RECORDS FOR THE EXERCISE
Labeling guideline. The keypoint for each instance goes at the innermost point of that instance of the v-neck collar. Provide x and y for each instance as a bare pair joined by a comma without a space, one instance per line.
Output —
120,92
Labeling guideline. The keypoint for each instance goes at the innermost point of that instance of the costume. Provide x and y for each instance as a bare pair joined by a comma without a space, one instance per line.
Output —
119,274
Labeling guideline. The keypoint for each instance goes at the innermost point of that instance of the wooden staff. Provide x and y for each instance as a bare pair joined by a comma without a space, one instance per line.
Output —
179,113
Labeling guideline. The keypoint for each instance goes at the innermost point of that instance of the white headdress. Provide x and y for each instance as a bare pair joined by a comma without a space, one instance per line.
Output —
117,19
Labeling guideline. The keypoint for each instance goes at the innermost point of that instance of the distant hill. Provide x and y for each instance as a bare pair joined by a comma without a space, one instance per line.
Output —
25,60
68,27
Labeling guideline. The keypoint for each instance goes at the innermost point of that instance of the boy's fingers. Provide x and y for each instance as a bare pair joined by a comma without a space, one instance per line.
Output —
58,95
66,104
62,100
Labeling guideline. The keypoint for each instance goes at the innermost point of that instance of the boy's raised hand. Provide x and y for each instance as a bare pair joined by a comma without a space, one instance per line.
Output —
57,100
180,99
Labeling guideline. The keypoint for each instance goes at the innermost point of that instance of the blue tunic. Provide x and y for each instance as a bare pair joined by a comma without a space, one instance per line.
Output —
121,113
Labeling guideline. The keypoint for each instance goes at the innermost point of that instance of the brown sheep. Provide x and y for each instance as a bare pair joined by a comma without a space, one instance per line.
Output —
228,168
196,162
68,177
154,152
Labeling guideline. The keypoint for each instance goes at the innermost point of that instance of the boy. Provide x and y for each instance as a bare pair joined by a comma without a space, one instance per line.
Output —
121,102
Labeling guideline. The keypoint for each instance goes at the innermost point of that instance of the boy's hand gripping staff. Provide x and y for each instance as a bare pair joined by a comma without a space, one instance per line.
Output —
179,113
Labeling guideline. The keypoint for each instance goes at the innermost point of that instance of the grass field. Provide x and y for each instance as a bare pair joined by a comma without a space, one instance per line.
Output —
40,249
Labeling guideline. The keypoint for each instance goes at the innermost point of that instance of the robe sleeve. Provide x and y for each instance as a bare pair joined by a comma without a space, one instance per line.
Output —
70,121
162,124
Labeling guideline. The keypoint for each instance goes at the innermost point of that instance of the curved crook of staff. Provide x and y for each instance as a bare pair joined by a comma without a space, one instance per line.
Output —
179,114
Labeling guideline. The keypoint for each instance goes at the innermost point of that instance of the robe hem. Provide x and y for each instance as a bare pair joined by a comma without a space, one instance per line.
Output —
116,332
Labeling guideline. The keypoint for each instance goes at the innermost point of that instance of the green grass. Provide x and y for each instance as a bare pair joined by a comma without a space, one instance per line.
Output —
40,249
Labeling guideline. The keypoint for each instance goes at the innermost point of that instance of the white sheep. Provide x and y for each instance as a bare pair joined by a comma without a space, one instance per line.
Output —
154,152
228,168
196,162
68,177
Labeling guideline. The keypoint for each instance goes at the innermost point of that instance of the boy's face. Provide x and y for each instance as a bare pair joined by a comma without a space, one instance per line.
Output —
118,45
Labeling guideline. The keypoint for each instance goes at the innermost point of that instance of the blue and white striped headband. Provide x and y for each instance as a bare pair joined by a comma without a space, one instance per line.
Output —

EXERCISE OBJECTIVE
Restate the whole listing exactly, leaving out nothing.

ANSWER TO THE EXERCISE
Labeling guideline. The keypoint for each instance goes at the innermost point of that instance of the v-neck collar. Provide x and y for each instance as a bare pair joined by a comma without a space, one instance per line.
Output —
120,92
Labeling guideline. The keypoint for each instance goes at the innermost point of that instance of the costume. Provide x and y for each instance as a bare pair joined by a comma without a space, one instance per line.
Output —
119,274
Labeling guideline. The keypoint for each instance goes at the innermost point of that instance of the wooden staff. Provide x and y for each instance as a bare pair joined by a comma without a space, one instance per line.
Output —
179,113
Labeling guideline. The keypoint for each instance goes at the innermost point of that instance of the white headdress. Provide x and y for each instance as a bare pair joined by a comma without a space, one instance per line.
Output —
117,19
Labeling guideline. The keypoint for each instance goes at the innermost point of that instance of the distant hill. Provide x and y for each instance as a bare pair joined by a comma without a space, one instance per line.
Output —
25,60
68,27
Labeling guideline. The keypoint for each instance goes at the innermost point of that instance of the boy's fingers. Provide x and y for each instance as a bare pair joined by a comma without a space, one instance per line.
Output —
58,95
66,104
62,100
Labeling guideline. The keypoint for each instance goes at the innermost point of that instance of the boy's raised hand. Provide x and y for each instance as a bare pair joined by a comma without a space, one instance per line.
Output —
57,100
180,99
Labeling guideline. The keypoint for each instance goes at the innermost point of that instance of the blue tunic. Provide x and y for each instance as a bare pair joined by a comma without a space, one instance per line.
Output —
121,113
Labeling guideline. The keypoint for each instance goes at the innermost point of that instance of the brown sheep. Provide x and y for each instance as a bare pair joined by a comma without a space, one instance per line.
Output —
228,168
196,162
68,177
154,152
Labeling guideline. The keypoint for each instance goes at the innermost point of that instance of the boy. Provide x and y for each instance as a bare pair joined by a comma without a space, one instance per line.
Output —
121,102
Labeling guideline. The keypoint for each instance goes at the innermost point of that instance of the boy's hand gripping staff. Provide x and y for each instance as a bare pair joined by a comma without a space, one instance per line.
Output —
179,113
Labeling guideline. The keypoint for each instance goes at the innermost point of that instance of the grass field. Provide x and y for each instance as a bare pair joined by a comma without a space, one instance per line.
Output —
40,249
Labeling guideline. The keypoint for each instance goes at the innermost point of that instance of the robe sleeve. Provide x and y for each instance as a bare pair joined by a comma without a space, one instance per line.
Output —
70,121
162,124
Labeling guideline. The keypoint for each instance goes at the innermost point of that instance of the curved crook of staff. Provide x and y for each instance as a bare pair joined by a comma without a space, one instance per line.
Output —
179,114
Labeling guideline. The keypoint for each instance goes at the innermost point of that instance of the robe hem. Provide x and y for each instance as a bare pair joined by a comma without a space, one instance per line.
Output —
116,332
Labeling guideline. The keypoint for each instance goes at the innermost point of that instance of the green grass. Provide x and y for each instance as a bare pair joined by a comma without a space, one instance per line.
Output —
40,249
Labeling guideline. The keypoint for each instance goes at the innermost point of that instance of the white sheep. Provide x and y for each instance as a bare pair joined by a comma without a space, one instance per line.
Output —
154,152
228,168
196,162
68,177
Labeling guideline. The keypoint for each instance goes at the innermost point of that instance of the boy's face. Provide x and y for each instance as a bare pair joined by a comma without a space, one instance per line.
Output —
118,45
Labeling guideline. The keypoint for each instance goes at the innermost point of that instance of the blue and white striped headband. Provide x and y for each instance as a bare pair joined by a comma without a space, one instance per line.
Output —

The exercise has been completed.